All lines containing the string "front" must be copied from the entries.

(Dataset excerpts begins)

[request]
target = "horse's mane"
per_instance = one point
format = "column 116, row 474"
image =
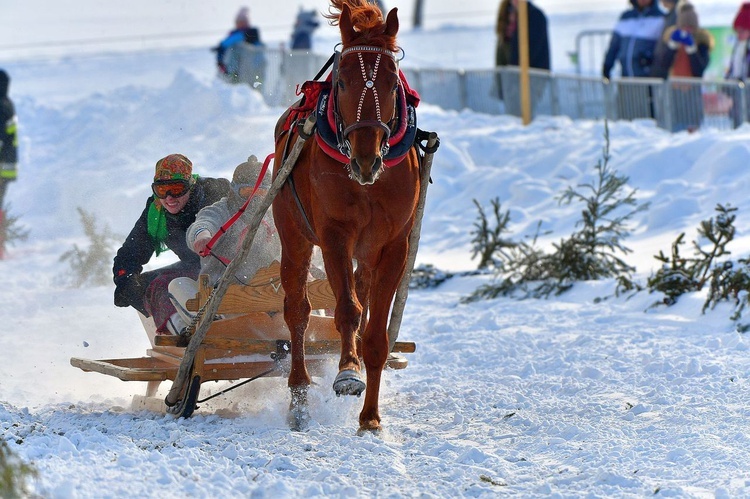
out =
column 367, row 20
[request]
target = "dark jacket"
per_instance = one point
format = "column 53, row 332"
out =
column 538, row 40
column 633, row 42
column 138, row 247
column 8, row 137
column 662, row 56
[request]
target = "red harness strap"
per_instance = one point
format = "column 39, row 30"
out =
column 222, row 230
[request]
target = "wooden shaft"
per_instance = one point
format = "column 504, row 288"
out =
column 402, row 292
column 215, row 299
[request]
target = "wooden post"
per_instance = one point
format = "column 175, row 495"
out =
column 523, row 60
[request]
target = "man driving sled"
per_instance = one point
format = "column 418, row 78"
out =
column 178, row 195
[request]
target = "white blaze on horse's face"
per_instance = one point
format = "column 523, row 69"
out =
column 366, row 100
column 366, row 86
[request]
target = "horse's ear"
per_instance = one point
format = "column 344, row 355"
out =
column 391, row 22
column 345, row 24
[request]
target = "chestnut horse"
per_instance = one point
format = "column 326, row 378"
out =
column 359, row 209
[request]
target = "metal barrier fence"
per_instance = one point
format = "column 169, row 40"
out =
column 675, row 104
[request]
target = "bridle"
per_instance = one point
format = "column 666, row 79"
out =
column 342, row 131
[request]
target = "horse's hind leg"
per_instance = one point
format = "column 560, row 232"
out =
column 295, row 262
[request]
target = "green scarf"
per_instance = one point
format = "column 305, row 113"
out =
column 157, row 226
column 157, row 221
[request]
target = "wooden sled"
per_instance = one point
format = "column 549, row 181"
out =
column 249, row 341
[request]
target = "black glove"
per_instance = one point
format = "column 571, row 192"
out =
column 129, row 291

(Dataset excerpts ends)
(Dataset excerpts begins)

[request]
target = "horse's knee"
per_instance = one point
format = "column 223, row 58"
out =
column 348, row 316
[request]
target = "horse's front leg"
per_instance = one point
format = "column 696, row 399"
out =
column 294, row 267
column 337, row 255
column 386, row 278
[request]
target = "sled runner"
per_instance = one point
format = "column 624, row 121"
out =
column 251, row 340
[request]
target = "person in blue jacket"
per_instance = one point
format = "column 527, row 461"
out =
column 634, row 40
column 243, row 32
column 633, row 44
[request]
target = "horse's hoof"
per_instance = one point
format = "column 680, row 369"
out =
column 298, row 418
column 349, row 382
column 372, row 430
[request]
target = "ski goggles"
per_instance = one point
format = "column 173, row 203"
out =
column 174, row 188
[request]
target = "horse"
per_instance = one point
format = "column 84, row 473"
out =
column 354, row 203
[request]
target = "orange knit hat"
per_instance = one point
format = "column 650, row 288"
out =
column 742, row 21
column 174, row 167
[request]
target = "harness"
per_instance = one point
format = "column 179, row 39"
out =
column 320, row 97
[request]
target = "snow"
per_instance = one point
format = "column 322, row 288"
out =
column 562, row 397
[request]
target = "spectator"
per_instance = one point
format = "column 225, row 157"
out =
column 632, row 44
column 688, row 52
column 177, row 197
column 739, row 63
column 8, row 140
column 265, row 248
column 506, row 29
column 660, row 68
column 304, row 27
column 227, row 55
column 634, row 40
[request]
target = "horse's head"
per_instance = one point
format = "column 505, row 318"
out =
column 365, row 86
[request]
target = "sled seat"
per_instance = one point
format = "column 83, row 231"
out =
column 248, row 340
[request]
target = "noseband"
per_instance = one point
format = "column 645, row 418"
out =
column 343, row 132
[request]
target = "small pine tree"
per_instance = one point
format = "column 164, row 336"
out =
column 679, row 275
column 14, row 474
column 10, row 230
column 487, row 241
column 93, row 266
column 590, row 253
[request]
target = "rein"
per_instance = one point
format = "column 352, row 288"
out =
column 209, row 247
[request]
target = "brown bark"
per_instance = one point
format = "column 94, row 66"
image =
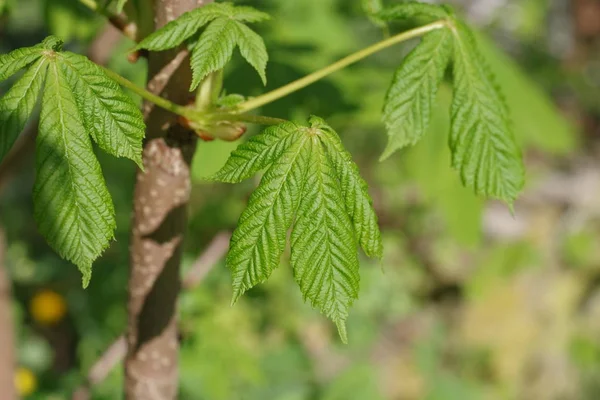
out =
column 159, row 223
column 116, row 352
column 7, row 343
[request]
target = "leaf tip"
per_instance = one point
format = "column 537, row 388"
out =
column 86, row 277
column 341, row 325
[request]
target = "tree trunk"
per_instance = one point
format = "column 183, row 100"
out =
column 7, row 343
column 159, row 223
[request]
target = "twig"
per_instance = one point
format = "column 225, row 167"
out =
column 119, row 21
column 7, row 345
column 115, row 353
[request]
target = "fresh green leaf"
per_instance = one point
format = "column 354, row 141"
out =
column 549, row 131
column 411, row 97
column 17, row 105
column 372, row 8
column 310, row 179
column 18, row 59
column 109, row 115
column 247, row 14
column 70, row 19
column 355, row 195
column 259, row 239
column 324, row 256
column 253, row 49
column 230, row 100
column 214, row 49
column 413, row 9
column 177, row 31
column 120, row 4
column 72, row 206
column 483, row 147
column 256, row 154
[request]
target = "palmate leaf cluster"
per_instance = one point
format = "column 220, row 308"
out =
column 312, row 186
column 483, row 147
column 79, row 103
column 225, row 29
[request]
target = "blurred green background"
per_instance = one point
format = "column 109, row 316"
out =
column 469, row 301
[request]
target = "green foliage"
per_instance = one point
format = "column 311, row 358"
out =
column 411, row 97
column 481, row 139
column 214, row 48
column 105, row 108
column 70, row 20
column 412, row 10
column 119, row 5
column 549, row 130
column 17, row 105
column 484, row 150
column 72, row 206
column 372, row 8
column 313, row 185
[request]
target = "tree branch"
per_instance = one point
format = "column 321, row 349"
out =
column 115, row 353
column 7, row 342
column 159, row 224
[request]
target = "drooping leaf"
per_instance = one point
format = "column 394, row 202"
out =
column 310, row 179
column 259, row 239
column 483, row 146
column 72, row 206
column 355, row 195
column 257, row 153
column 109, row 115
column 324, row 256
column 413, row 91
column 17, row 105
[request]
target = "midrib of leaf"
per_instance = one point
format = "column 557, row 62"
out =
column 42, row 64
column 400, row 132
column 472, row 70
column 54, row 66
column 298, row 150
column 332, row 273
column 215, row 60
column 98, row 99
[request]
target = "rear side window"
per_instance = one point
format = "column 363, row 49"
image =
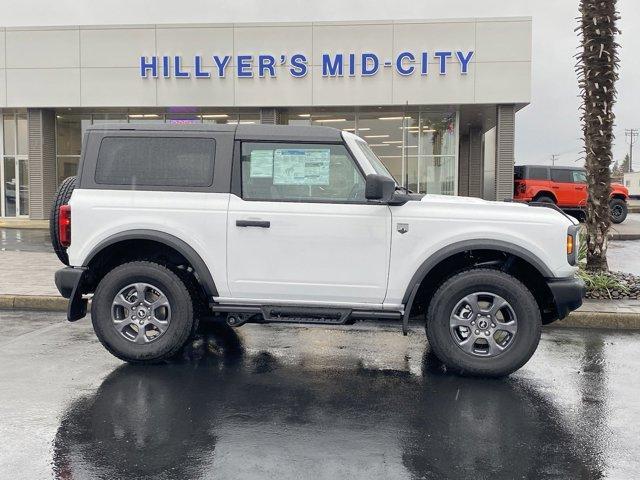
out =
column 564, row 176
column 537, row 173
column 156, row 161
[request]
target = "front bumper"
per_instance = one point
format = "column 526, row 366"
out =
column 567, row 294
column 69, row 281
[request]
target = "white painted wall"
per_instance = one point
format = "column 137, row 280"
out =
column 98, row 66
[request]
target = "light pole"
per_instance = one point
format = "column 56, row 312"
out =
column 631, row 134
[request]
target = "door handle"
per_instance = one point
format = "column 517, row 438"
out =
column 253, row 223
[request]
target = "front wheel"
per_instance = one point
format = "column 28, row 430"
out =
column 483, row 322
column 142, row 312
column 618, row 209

(Dataset excerpts ends)
(Dataset excerpts begins)

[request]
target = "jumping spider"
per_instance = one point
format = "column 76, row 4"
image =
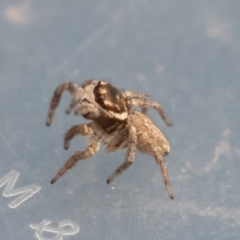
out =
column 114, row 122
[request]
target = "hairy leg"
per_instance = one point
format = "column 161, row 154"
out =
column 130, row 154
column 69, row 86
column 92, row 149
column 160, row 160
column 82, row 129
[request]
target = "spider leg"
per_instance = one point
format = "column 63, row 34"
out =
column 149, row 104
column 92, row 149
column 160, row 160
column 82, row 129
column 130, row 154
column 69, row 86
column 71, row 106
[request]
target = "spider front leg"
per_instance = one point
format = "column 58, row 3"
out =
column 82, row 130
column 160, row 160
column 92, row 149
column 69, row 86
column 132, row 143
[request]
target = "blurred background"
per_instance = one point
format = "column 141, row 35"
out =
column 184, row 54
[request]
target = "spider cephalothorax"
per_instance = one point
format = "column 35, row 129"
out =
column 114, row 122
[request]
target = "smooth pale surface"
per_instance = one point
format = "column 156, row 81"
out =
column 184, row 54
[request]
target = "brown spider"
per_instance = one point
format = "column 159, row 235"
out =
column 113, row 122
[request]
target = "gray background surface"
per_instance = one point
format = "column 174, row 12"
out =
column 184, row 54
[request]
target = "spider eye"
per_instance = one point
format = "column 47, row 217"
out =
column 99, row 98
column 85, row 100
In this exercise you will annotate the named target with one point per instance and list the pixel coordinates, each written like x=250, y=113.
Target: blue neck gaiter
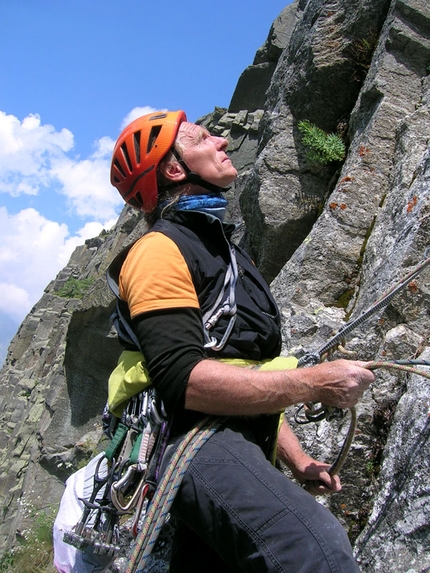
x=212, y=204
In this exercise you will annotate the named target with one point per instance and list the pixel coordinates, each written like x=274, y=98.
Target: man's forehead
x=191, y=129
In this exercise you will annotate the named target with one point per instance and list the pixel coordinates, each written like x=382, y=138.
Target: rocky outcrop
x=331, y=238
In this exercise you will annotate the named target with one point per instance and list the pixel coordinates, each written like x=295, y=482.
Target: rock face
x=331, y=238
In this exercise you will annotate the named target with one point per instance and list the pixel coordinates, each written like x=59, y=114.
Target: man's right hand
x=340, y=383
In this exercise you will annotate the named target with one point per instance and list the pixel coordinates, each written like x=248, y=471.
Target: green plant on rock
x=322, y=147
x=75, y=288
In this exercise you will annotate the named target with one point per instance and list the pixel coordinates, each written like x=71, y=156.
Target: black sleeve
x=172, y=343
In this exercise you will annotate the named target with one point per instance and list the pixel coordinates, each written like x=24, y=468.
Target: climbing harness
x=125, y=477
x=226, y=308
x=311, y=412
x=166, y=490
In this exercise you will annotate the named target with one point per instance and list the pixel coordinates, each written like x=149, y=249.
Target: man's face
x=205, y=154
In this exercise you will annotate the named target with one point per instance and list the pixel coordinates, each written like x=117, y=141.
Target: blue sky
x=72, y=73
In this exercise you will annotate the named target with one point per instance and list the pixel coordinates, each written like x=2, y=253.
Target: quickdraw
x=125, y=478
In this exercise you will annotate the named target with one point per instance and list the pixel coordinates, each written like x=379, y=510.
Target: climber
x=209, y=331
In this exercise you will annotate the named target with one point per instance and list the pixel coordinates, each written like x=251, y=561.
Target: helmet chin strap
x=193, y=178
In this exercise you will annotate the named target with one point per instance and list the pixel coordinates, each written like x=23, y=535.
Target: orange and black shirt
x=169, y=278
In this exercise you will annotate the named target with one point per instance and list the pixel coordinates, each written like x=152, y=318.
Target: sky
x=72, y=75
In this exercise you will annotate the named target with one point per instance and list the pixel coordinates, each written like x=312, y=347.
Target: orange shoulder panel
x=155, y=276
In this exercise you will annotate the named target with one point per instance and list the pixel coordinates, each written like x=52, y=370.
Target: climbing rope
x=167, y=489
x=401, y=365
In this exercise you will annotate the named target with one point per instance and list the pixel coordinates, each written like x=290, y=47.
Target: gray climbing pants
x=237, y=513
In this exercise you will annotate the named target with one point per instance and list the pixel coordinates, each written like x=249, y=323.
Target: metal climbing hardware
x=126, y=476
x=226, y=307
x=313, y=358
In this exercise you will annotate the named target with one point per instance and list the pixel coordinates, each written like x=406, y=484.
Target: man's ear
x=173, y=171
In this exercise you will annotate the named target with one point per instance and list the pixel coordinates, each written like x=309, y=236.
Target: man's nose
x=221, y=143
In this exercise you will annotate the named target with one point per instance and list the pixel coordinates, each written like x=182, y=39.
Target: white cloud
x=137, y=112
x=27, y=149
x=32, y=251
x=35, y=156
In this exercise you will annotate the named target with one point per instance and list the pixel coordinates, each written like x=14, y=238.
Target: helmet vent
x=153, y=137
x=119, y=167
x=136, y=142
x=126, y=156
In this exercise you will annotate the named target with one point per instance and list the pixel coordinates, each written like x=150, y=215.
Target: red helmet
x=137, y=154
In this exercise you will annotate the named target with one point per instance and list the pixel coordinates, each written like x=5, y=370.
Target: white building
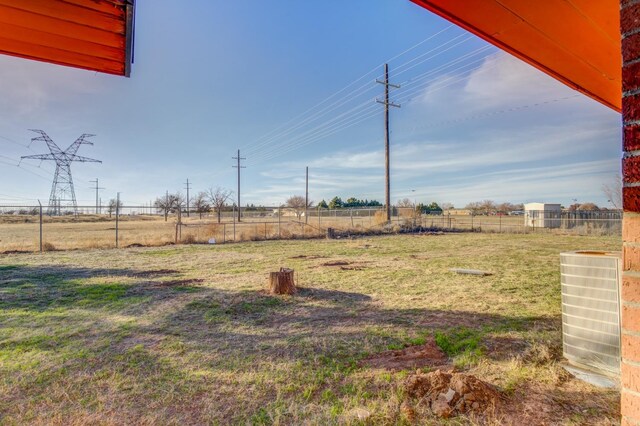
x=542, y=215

(Dataset excerpts ends)

* **Answer space**:
target = "horse's front leg"
target = "front bumper"
target = "front wheel"
target = "spider front leg"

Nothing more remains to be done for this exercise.